Natural-language object grounding data
━━━━
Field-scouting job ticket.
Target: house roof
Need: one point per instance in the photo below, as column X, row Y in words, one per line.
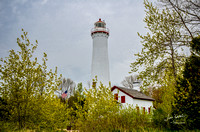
column 133, row 93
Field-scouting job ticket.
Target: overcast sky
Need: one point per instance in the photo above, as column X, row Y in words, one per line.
column 62, row 28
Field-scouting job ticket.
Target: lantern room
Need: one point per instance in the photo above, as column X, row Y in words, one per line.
column 100, row 24
column 100, row 27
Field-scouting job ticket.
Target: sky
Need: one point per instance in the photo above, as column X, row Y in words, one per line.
column 63, row 27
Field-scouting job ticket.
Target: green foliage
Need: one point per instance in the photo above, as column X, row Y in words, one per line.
column 160, row 46
column 101, row 112
column 28, row 88
column 188, row 89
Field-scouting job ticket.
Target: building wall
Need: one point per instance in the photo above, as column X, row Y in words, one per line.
column 135, row 102
column 100, row 62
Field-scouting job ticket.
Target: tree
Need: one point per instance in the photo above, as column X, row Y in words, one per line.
column 187, row 95
column 161, row 47
column 129, row 81
column 27, row 87
column 188, row 12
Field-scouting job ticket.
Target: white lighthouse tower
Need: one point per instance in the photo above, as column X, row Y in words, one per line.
column 100, row 63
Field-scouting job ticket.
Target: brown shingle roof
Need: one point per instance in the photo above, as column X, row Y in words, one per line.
column 133, row 93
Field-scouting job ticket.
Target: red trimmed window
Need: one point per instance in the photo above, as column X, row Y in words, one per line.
column 116, row 96
column 144, row 110
column 149, row 110
column 123, row 99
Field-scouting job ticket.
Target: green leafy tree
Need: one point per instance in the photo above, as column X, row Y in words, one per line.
column 28, row 87
column 101, row 112
column 160, row 52
column 187, row 95
column 188, row 12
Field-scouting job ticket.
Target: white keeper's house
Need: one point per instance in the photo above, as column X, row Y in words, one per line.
column 133, row 97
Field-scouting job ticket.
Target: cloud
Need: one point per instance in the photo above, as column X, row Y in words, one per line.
column 62, row 29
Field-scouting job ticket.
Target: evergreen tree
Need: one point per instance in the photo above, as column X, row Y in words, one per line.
column 187, row 95
column 28, row 88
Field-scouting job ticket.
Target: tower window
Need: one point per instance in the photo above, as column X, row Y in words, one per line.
column 123, row 99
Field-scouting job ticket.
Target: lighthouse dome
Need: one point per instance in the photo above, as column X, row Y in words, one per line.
column 100, row 24
column 100, row 27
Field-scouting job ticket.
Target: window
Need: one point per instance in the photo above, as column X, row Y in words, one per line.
column 116, row 96
column 123, row 99
column 149, row 110
column 144, row 110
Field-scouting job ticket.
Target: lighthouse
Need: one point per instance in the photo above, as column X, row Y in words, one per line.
column 100, row 62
━━━━
_Exercise directions:_ Your task is to repeat the data above exactly while excluding the pictures.

_Output for this exercise:_
Field-scouting job ticket.
Target: house roof
Need: one point per instance in the photo below, as column X, row Y in words, one per line.
column 133, row 93
Field-scouting job ticket.
Target: overcast sky
Need: one point per instance in the photo above, as column X, row Y in words, one per line.
column 62, row 28
Field-scouting job ticket.
Target: lantern room
Need: one point per instance in the photo above, as column X, row Y in words, one per line.
column 100, row 24
column 100, row 27
Field-scouting job ticket.
Target: sky
Need: one point per instance in the photo above, as column X, row Y in words, one per line.
column 63, row 27
Field-scouting job ticket.
Target: green foliage
Need: one point per instance in the photo above, as column X, row Y in words, one per line.
column 160, row 46
column 101, row 112
column 28, row 88
column 188, row 89
Field-scouting job ticket.
Target: building wall
Need: one point per instance in the photo above, as column X, row Y in words, one per line.
column 135, row 102
column 100, row 62
Field-scouting job ticket.
Target: tree
Need: one point per instance in the photo above, as column X, row Y in words, one per line.
column 187, row 95
column 161, row 47
column 129, row 81
column 27, row 87
column 188, row 12
Field-scouting job ticket.
Target: white lighthouse tower
Need: one point per instance in the photo above, as column X, row Y in words, one per line.
column 100, row 63
Field-scouting job ticket.
Target: brown shingle roof
Need: one point per instance in the photo above, as column X, row Y in words, one per line.
column 133, row 93
Field-scouting job ticket.
Target: red trimmed window
Need: one point per instance in the photo above, as column X, row Y in words, one per line.
column 116, row 96
column 144, row 110
column 149, row 110
column 123, row 99
Field-scouting job ticket.
Target: green leafy tree
Need: one point per instance in the photo above, as column X, row Y in words, one per line.
column 28, row 87
column 101, row 112
column 160, row 52
column 187, row 95
column 188, row 12
Field-scouting job ticket.
Target: white keeper's house
Need: one point per instance in the photo above, as column X, row Y in words, one per line.
column 133, row 97
Field-scouting job ticket.
Target: cloud
Need: one point per instance in the photo above, as column X, row Y in words, one per line.
column 62, row 29
Field-scouting job ticket.
Target: evergreen tree
Need: one point per instance in the photo above, as column X, row Y in words, one per line.
column 187, row 95
column 28, row 88
Field-scouting job ticket.
Target: tower window
Need: one point per instance in the photo above, as column X, row Y in words, one per line.
column 123, row 99
Field-scouting job ticket.
Target: lighthouse dome
Need: one point per instance in the photo above, as column X, row Y in words, one per line.
column 100, row 24
column 100, row 27
Field-scouting job ticket.
Target: window
Need: one point per instance in the photo above, as column X, row Y in words, one per line.
column 116, row 96
column 123, row 99
column 149, row 110
column 144, row 110
Field-scouting job ticket.
Target: lighthouse
Need: one point per instance in the photo above, as column X, row Y in words, one per line.
column 100, row 62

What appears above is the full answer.